• [SHORT TASK]: Pull out the lines starting with the one that contains "For each instance of the green" and continuing through the final line below, and reproduce them word for word.

• [EXTRACTED RECORDS]:
################
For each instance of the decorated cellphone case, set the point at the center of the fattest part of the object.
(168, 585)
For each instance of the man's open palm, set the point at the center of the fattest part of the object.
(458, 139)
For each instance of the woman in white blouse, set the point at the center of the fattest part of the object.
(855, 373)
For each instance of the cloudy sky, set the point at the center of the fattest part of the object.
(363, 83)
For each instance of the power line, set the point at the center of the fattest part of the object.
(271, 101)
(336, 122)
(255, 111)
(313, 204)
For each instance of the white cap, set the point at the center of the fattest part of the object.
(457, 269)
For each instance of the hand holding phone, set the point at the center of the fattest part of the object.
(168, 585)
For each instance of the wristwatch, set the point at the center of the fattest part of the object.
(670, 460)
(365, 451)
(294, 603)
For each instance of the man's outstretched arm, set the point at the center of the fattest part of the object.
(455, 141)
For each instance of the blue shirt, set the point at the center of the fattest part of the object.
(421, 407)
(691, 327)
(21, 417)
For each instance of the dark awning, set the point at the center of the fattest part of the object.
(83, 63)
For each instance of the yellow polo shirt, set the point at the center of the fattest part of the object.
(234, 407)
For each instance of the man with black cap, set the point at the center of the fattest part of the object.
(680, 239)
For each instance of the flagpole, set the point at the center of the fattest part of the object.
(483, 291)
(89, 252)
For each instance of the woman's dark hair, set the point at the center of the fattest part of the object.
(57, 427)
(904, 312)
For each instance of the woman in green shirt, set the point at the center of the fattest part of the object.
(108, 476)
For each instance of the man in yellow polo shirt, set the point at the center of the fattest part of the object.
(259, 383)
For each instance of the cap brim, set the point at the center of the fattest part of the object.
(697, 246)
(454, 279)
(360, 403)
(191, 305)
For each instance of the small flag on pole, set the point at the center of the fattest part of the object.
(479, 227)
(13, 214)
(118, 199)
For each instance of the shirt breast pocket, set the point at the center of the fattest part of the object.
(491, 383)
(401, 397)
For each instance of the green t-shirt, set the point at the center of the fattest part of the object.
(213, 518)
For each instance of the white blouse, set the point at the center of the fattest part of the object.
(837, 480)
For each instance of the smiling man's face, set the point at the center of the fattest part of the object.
################
• [WORKED SOLUTION]:
For each instance of the green t-shirt, set the point at the center of the fattest part of the object.
(213, 518)
For each instance of the white blouse, set the point at the center of the fattest part of the object.
(837, 480)
For each instance of the smiling man's face, set the point at the center of the fattest part of the object.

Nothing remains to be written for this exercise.